======== SUPPLIED ENTRIES

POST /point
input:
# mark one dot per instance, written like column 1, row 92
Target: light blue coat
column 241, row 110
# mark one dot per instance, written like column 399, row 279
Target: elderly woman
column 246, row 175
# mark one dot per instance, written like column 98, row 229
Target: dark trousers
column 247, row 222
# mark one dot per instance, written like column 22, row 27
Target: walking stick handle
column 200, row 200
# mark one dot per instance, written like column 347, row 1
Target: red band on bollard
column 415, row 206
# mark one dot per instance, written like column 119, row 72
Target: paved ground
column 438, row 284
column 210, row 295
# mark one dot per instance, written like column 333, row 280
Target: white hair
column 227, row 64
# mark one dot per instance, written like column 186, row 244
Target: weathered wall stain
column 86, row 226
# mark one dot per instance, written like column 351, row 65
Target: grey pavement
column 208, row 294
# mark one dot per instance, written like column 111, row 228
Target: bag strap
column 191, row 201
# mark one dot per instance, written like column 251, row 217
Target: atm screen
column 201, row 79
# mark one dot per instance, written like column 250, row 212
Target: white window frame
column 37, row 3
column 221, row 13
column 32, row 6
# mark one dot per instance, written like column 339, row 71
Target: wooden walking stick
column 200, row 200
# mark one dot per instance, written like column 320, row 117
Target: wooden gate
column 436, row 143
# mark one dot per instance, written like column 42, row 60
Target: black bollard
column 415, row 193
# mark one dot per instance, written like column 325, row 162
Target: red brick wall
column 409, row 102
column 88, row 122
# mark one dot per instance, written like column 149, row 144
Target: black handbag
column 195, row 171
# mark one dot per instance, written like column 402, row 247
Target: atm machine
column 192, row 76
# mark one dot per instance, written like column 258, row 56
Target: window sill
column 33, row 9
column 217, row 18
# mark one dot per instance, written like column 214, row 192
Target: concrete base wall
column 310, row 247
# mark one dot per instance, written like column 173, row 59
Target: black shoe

================
======== SUPPLIED ENTRIES

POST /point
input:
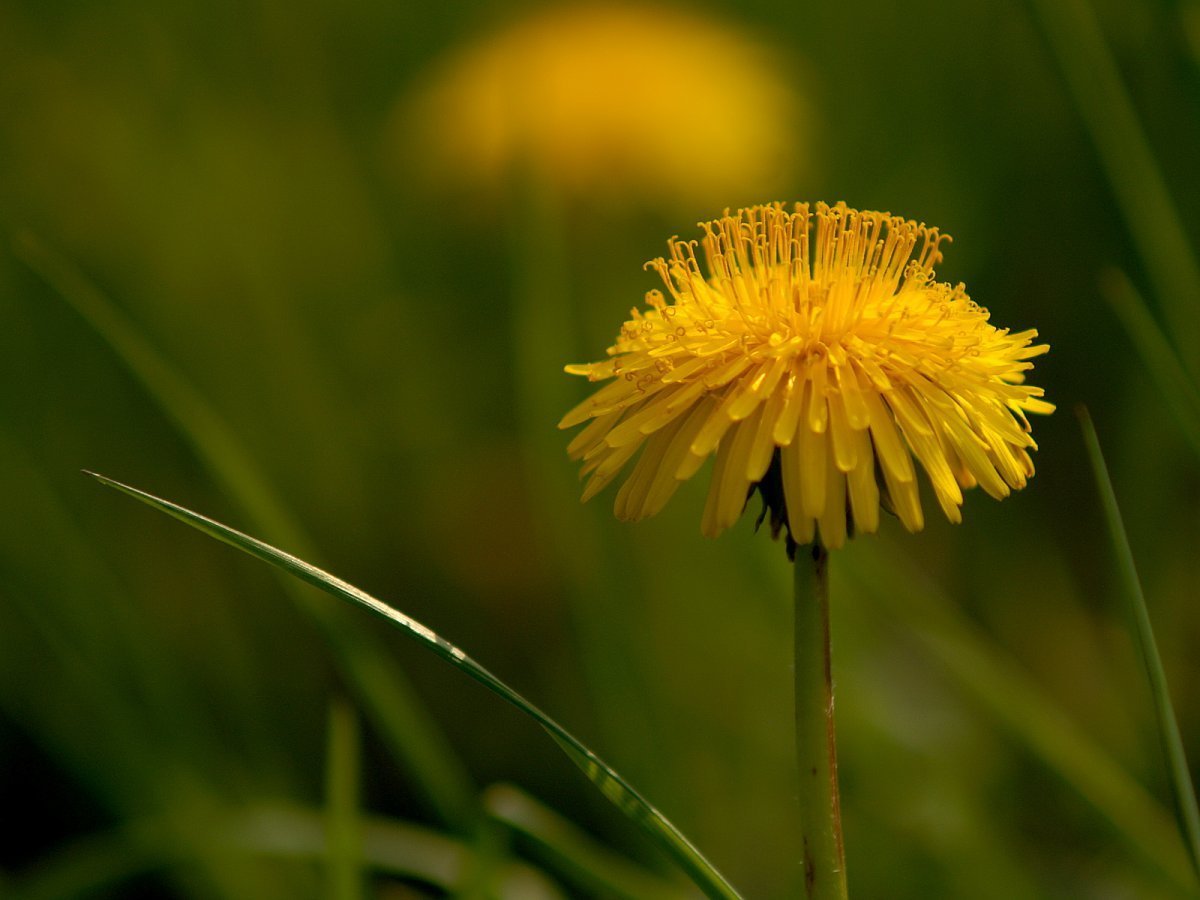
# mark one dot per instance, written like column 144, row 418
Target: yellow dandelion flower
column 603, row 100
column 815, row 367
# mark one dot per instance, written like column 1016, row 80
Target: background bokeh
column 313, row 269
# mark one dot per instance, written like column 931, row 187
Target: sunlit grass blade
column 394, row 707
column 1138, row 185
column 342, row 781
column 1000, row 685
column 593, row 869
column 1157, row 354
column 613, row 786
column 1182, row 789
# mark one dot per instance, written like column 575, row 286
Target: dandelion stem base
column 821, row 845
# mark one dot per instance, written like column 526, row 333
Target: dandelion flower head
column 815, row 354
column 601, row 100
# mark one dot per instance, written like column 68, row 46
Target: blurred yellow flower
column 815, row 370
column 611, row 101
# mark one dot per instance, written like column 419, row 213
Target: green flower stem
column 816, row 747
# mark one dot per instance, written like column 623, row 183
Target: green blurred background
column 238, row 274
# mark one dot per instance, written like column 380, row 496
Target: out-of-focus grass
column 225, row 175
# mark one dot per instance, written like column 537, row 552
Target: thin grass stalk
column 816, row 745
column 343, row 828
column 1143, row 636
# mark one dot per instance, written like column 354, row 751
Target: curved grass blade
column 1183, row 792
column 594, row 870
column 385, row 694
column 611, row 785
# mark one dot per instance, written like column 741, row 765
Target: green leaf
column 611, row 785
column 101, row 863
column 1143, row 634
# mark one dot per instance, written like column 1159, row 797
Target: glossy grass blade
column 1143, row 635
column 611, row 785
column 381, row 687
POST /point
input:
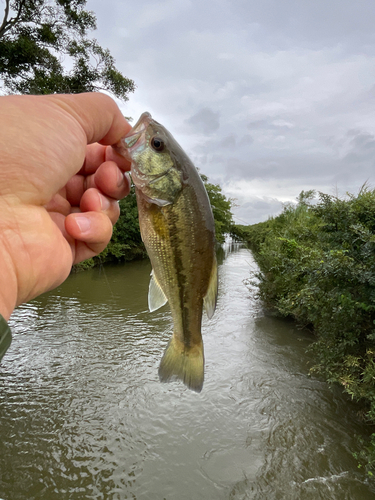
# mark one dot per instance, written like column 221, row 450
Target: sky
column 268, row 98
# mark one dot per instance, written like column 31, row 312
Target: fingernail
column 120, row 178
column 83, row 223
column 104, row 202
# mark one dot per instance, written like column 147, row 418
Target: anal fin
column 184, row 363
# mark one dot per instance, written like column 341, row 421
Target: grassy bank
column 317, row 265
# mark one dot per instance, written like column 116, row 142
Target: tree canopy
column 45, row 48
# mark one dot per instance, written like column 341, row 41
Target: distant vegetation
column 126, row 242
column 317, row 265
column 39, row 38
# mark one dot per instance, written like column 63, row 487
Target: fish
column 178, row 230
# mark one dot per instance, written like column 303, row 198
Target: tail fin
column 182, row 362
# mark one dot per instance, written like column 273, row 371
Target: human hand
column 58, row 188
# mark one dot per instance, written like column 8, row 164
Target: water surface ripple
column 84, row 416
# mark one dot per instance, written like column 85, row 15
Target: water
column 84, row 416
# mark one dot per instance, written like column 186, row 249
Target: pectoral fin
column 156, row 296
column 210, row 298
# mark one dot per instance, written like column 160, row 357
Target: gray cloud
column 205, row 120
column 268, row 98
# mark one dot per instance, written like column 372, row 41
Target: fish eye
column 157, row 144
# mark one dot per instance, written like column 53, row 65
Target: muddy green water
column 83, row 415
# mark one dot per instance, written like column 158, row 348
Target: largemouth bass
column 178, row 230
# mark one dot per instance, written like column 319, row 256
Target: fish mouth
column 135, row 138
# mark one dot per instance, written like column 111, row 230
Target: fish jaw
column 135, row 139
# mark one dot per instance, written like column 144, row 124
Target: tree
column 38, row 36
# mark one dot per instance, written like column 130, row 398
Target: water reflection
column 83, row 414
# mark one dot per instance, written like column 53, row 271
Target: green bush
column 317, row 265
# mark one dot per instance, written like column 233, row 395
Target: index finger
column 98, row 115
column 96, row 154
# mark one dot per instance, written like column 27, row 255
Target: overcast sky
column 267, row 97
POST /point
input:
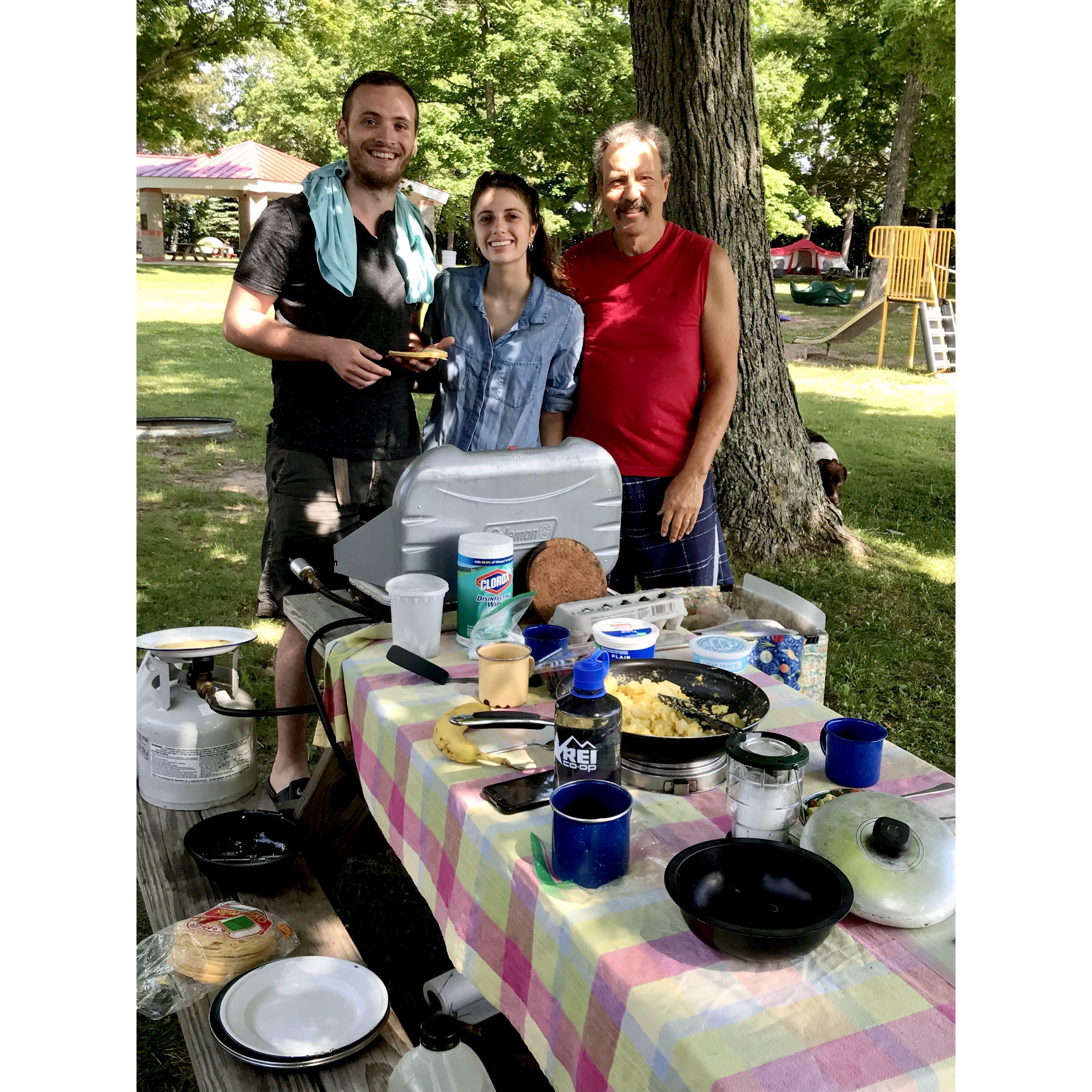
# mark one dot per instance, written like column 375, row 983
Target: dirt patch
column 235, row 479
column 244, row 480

================
======== SUPPLIED ENTRIES

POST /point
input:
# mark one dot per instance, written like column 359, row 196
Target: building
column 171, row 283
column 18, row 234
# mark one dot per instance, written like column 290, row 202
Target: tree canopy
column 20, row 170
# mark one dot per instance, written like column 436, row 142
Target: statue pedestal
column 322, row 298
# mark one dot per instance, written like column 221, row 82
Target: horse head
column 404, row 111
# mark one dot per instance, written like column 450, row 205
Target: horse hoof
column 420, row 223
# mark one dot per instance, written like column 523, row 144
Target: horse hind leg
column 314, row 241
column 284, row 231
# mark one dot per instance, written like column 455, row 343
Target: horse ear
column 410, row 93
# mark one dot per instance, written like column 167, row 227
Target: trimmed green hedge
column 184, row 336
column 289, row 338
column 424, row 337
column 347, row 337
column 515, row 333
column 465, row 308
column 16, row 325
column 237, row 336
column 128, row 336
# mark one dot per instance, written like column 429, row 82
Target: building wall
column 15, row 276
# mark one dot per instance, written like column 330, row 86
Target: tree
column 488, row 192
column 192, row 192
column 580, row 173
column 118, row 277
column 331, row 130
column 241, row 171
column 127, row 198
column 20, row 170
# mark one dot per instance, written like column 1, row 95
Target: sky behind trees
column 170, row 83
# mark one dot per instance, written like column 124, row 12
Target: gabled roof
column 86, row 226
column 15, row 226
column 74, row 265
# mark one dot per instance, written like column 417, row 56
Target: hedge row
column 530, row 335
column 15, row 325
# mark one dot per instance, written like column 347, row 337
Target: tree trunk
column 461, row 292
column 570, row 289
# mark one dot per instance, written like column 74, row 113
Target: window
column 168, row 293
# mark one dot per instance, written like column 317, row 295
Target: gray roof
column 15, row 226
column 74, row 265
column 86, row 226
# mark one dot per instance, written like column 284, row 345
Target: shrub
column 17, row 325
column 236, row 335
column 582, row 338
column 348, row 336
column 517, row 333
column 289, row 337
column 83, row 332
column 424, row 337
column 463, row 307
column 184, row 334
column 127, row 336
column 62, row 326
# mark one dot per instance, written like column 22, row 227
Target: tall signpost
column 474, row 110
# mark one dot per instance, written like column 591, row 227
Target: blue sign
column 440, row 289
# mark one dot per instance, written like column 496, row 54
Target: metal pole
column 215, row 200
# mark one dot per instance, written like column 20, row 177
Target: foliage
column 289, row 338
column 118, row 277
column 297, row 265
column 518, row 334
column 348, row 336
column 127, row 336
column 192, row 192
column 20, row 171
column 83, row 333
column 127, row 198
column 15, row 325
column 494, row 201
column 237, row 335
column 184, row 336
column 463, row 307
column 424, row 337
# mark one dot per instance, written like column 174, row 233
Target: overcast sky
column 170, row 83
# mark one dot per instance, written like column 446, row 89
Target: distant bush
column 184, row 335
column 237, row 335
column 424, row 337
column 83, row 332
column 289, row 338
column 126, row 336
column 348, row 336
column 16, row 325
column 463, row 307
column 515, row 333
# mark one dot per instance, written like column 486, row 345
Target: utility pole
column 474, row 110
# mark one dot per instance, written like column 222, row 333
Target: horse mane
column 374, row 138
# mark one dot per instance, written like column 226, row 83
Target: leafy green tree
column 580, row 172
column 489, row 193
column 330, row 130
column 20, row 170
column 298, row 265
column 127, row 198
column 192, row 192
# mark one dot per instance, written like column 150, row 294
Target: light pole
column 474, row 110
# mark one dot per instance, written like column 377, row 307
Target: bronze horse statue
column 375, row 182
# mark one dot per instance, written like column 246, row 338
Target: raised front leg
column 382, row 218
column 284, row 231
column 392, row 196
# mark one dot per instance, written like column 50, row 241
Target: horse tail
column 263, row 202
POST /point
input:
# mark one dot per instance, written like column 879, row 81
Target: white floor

================

WHAT THE TASK ASKS. Reproduce the data exactly, starting at the line containing "# mark one dot per instance, written like column 354, row" and ending at the line containing "column 58, row 188". Leave out the pictures.

RESPONSE TO THIS TASK.
# mark one dot per instance, written like column 354, row 751
Target: curved grass blade
column 1183, row 792
column 594, row 870
column 385, row 694
column 611, row 785
# mark one dot per instance, written like column 741, row 765
Target: green leaf
column 611, row 785
column 101, row 863
column 1143, row 634
# mark one dot per instance, written like column 1159, row 797
Target: glossy grass blade
column 1143, row 635
column 611, row 785
column 381, row 687
POST /point
input:
# mark one dot per instance, written like column 221, row 450
Target: sky
column 268, row 98
# mark one dot per instance, written like column 31, row 312
Target: fingernail
column 120, row 178
column 83, row 223
column 104, row 202
# mark one dot per instance, written like column 147, row 418
Target: anal fin
column 184, row 363
# mark one dot per instance, written like column 341, row 421
Target: grassy bank
column 317, row 265
# mark one dot per instance, written like column 116, row 142
Target: tree canopy
column 45, row 48
# mark one dot per instance, written like column 341, row 41
Target: distant vegetation
column 126, row 242
column 317, row 265
column 39, row 38
# mark one dot per instance, written like column 63, row 487
Target: fish
column 178, row 230
# mark one dot per instance, written like column 303, row 198
Target: tail fin
column 182, row 362
# mark one dot per instance, written like column 273, row 371
Target: human hand
column 58, row 188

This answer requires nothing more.